Quels sont, justement, les grands enjeux auxquels vous devez répondre aujourd’hui ?
Tout d’abord, en tant que Secrétaire Générale du ministère de l’Agriculture et de l'Élevage, j’ai une fonction très technique. Je pilote la coordination de toute les activités techniques conduites au sein de mon département qui a en charge l’élaboration de la politique agricole et pastorale de la Guinée. L’agriculture est le deuxième secteur qui contribue au PIB de la Guinée.
Sur un plan plus global, le principal objectif que nous voulons atteindre est l’autosuffisance alimentaire. La Guinée est un pays qui a un énorme potentiel agricole avec environ 13,5 millions d’hectares de terres arables et un énorme potentiel pastoral. Le premier objectif est de moderniser les moyens de production et fournir aux agriculteurs les outils nécessaires leur permettant d’accroître leur productivité. Sur ce, le gouvernement est déterminé à mettre les moyens nécessaires et suffisants pour mettre fin à l’agriculture traditionnelle et itinérante. Il faut noter que d’importants projets agricoles sont financés par les partenaires financiers et qui concourent à l’atteinte de cet objectif.

QUESTIONS D'ÉTUDE.
**A.** D'après le texte sur l'agriculture guinéenne, de combien d'hectares de terres arables la Guinée dispose-t-elle environ ?
**B.** Poursuivez le texte sur l'agriculture guinéenne à partir de sa dernière phrase.
Les données qui figurent ensuite forment un matériau distinct du texte.

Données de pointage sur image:
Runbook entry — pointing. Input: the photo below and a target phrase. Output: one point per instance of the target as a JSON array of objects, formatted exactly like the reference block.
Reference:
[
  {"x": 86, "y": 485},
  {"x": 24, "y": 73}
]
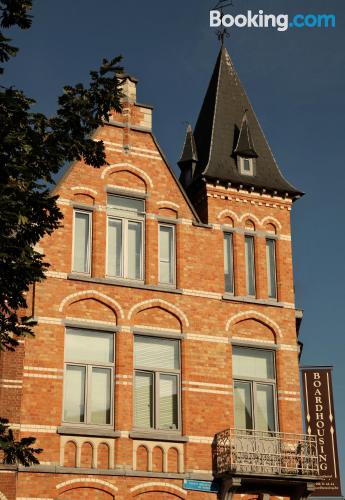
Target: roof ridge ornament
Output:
[{"x": 222, "y": 32}]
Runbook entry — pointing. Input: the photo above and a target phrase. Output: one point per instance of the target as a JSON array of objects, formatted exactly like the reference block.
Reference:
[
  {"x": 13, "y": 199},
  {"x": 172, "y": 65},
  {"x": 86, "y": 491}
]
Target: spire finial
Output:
[{"x": 222, "y": 32}]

RÉPONSES PAR TÂCHE.
**A.** Environ 13,5 millions d'hectares.

**B.**
Le deuxième objectif est celui de l’employabilité - notamment en ce qui concerne les jeunes et les femmes. Il faut donc promouvoir l’entreprenariat dans l’agriculture et dans l’élevage auprès de ce public.
Un troisième objectif est celui de favoriser les investissements dans l’agriculture et dans l’élevage. Pour cela, nous poursuivons les travaux sur les réformes en vue d’assainir le climat des affaires afin d’inciter le secteur privé à y investir. Une des réformes phares est celle foncière pour sécuriser les investissements.
Au-delà du secteur agricole, quel avenir économique voyez-vous se dessiner pour la Guinée ?
La Guinée a enregistré des résultats remarquables ces dernières années. Le niveau des investissements directs étrangers a largement augmenté, et ceci s'explique en partie par tous les efforts, toute la dynamique qui a été menée pour, justement, favoriser les investissements en Guinée. Si je prends par exemple la production de bauxite - qui a longtemps plafonné à 20 millions de tonnes par an - nous avons en quelques années multiplié la production par 4 pour atteindre aujourd’hui plus de 80 millions de tonnes par an, des niveaux jamais atteints. Les accords de partenariats avec les grandes institutions de financement se multiplient.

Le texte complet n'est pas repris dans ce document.